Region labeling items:
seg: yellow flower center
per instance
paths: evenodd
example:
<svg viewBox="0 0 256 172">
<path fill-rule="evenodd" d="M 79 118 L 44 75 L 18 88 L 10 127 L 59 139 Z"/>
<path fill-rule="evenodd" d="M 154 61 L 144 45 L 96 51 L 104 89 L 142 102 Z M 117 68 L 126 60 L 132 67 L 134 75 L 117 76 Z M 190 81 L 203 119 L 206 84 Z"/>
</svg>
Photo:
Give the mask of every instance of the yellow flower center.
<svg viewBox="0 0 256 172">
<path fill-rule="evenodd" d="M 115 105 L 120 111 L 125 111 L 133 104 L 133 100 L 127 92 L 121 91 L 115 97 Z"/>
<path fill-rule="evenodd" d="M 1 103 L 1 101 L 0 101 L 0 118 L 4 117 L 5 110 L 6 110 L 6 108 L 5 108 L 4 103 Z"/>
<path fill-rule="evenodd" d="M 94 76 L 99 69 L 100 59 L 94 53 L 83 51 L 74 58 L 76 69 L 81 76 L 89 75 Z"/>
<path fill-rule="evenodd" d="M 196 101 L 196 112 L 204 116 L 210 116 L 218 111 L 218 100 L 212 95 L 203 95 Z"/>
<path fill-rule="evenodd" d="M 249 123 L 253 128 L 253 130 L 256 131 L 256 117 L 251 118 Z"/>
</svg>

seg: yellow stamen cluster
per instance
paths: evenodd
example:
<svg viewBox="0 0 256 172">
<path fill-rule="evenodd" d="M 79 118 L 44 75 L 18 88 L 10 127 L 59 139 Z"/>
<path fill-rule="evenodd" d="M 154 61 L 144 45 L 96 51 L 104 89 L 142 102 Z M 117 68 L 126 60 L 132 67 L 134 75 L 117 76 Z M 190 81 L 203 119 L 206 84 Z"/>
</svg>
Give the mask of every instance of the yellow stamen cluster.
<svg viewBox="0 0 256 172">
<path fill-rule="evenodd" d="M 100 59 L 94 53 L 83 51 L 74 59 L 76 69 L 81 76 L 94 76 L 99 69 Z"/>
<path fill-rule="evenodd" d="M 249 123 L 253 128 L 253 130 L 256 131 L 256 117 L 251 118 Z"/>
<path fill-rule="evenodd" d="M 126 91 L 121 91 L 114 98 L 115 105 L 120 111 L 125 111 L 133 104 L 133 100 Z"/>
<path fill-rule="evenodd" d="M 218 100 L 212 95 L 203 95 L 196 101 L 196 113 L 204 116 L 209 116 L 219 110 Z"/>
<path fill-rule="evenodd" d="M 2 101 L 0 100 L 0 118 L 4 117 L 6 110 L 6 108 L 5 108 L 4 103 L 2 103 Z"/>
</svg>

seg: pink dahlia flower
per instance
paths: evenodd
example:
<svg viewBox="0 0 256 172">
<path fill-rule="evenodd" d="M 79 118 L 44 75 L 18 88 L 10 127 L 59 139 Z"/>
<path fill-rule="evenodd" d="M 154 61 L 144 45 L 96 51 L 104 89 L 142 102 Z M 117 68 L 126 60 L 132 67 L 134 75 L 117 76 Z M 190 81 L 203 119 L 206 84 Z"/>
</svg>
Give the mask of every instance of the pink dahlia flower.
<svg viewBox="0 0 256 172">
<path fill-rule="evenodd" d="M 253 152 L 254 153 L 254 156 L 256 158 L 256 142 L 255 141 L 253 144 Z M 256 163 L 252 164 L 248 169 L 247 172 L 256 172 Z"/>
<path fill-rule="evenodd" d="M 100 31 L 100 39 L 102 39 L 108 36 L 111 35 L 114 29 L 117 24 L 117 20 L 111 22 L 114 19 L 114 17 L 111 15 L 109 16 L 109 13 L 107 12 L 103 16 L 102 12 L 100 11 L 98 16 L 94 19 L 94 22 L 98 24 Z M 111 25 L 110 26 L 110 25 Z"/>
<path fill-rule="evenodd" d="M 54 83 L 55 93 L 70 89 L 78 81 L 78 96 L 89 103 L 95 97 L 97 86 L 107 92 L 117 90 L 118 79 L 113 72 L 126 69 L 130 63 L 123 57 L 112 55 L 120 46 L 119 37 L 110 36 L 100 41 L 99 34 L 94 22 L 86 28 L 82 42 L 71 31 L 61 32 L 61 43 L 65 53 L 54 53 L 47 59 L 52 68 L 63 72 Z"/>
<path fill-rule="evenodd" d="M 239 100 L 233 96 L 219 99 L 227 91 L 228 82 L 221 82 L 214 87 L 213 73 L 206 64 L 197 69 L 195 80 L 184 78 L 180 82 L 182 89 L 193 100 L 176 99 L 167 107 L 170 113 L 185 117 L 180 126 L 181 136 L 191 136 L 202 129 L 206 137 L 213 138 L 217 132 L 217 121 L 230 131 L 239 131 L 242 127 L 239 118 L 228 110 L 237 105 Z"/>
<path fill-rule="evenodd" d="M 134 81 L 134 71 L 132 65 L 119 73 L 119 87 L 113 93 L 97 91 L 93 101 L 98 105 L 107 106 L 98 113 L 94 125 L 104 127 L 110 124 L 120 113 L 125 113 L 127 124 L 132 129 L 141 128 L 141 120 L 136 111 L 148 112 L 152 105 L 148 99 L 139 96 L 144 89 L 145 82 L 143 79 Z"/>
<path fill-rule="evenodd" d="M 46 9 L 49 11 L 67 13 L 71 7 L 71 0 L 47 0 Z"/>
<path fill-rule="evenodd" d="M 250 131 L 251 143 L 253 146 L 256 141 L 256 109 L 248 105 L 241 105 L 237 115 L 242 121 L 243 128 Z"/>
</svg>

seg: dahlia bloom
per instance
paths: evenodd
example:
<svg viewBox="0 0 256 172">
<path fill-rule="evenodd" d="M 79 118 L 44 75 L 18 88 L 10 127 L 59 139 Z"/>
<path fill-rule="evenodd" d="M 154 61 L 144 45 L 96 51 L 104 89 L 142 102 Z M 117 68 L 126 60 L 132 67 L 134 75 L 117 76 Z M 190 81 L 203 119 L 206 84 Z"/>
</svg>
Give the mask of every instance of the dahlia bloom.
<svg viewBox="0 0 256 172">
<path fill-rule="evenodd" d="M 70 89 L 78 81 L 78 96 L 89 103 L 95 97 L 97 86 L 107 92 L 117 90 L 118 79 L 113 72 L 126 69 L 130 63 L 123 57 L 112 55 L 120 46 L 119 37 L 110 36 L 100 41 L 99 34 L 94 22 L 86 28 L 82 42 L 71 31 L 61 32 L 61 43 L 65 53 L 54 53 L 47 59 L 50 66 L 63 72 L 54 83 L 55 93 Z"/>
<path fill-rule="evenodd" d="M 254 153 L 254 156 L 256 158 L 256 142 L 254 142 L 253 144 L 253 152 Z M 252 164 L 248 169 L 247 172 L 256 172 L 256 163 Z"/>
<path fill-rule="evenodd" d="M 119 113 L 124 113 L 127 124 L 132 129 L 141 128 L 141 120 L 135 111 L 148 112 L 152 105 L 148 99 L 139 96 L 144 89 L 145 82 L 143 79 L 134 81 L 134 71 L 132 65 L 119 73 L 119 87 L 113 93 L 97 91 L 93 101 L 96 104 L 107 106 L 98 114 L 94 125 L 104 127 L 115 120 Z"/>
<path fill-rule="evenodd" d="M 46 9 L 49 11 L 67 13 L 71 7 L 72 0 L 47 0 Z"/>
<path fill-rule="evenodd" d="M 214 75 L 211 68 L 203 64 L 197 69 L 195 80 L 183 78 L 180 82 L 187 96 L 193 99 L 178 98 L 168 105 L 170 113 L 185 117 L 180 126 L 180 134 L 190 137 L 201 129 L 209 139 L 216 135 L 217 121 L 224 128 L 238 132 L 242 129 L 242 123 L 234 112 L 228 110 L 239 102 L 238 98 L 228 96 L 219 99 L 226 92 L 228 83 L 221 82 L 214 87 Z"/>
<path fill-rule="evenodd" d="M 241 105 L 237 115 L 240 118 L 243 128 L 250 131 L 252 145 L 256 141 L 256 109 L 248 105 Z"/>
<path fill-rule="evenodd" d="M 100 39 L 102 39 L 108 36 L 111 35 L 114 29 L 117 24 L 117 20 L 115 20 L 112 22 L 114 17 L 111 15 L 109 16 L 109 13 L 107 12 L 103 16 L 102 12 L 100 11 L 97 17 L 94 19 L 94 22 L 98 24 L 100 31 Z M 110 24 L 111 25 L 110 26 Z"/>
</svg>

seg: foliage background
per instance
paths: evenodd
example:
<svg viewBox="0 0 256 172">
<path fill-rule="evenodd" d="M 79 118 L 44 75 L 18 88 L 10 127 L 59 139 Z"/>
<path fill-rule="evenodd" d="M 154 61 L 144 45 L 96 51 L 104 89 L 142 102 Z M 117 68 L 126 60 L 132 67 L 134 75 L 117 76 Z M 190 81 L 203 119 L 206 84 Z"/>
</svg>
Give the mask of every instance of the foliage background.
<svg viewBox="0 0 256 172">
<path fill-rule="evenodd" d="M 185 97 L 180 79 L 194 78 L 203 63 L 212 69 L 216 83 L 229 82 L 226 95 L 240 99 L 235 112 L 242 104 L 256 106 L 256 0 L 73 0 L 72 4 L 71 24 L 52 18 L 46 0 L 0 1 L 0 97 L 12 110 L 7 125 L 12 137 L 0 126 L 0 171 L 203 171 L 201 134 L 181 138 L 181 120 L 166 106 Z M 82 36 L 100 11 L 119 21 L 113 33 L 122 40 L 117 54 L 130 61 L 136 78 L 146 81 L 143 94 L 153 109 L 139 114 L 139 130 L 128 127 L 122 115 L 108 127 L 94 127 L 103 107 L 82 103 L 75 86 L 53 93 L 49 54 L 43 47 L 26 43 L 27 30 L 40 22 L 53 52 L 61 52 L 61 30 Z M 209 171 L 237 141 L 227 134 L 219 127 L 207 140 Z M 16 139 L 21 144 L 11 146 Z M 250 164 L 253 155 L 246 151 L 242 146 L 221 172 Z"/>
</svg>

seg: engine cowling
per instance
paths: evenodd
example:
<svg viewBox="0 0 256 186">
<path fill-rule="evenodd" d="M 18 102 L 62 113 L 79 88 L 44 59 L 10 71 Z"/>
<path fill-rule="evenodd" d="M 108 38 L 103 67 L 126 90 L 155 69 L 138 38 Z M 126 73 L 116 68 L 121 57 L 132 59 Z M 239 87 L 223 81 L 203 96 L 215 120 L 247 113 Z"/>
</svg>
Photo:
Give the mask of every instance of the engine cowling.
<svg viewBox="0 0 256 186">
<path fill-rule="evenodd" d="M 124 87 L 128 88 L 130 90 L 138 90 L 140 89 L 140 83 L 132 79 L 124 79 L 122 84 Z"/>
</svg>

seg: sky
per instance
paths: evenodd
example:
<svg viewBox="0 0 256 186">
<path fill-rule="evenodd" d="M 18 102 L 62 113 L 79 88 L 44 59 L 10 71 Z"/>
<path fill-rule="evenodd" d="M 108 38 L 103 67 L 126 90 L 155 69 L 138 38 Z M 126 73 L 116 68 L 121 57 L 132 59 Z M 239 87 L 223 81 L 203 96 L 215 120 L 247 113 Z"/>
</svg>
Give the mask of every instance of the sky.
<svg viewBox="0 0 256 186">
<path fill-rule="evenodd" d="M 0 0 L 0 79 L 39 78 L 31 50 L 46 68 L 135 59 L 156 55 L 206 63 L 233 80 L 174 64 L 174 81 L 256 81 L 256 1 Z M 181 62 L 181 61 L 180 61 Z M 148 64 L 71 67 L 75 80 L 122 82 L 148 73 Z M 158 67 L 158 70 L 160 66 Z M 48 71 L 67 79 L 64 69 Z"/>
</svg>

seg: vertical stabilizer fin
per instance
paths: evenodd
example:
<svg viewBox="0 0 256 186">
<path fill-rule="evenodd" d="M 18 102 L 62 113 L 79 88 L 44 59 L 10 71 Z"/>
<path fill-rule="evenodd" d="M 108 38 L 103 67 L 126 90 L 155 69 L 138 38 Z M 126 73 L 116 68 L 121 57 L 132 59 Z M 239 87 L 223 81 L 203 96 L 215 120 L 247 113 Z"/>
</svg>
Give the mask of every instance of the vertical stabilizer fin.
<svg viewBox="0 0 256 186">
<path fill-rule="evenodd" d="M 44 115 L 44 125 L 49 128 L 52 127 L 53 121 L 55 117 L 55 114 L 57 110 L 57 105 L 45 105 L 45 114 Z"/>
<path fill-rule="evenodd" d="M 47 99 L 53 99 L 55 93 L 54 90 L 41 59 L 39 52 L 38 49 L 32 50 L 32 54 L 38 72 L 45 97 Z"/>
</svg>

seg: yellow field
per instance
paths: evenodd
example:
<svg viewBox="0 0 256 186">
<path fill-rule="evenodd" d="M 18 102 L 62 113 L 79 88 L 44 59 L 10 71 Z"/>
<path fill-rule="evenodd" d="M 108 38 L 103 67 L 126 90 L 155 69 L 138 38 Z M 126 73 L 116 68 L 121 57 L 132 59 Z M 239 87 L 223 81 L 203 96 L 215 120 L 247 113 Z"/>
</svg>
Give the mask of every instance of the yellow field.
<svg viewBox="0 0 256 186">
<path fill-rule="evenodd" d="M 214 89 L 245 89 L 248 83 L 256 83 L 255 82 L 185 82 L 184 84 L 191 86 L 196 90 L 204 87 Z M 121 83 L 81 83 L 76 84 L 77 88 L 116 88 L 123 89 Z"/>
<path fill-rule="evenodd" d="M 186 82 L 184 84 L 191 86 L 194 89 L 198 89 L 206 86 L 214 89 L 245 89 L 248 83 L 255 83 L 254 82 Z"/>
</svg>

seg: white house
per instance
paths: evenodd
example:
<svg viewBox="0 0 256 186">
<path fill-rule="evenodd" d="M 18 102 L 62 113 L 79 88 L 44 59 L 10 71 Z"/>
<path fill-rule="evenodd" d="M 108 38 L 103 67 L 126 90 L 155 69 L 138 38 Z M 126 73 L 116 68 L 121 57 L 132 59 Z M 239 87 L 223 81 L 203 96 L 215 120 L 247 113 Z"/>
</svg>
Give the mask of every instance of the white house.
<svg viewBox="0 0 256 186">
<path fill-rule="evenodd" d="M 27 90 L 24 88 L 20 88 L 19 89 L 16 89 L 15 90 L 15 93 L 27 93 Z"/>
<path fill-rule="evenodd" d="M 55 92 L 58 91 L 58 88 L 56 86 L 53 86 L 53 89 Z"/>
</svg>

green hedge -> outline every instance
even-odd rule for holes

Challenge
Return every line from the one holding "seg: white house" through the end of the data, exactly as it appears, with both ends kept and nothing else.

Exercise solution
seg: white house
per instance
paths: evenodd
example:
<svg viewBox="0 0 256 186">
<path fill-rule="evenodd" d="M 18 102 L 62 113 L 79 88 L 44 59 L 10 71 Z"/>
<path fill-rule="evenodd" d="M 108 38 L 103 67 L 126 90 L 155 69 L 138 38 Z M 126 73 L 116 68 L 121 57 L 132 59 Z M 239 87 L 223 81 L 203 96 L 215 120 L 247 113 Z"/>
</svg>
Give the mask of every instance of the white house.
<svg viewBox="0 0 256 186">
<path fill-rule="evenodd" d="M 27 90 L 24 88 L 20 88 L 19 89 L 16 89 L 15 90 L 15 93 L 27 93 Z"/>
<path fill-rule="evenodd" d="M 55 92 L 58 91 L 58 88 L 56 86 L 53 86 L 53 89 Z"/>
</svg>

green hedge -> outline every instance
even-odd rule for holes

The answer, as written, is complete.